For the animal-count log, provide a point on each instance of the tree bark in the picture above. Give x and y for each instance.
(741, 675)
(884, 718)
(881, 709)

--

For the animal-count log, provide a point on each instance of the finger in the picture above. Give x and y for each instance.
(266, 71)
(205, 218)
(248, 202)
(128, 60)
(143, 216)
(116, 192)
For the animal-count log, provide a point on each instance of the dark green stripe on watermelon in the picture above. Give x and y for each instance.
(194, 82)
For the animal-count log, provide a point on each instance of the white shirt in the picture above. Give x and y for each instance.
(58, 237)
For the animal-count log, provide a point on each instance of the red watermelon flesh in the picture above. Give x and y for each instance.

--

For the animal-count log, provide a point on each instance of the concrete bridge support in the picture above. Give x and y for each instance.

ACTIVITY:
In the data above, start at the line that has "of the white", stop after the line that has "the red watermelon", and print every line in between exactly as it stands.

ANSWER SECTION:
For the animal-count log, provide a point on each instance of the white shirt in the picture above. Give x and y for each instance.
(58, 237)
For the animal-count log, provide a point on each instance of the red watermelon flesh in the picture above. Give x and y for each instance.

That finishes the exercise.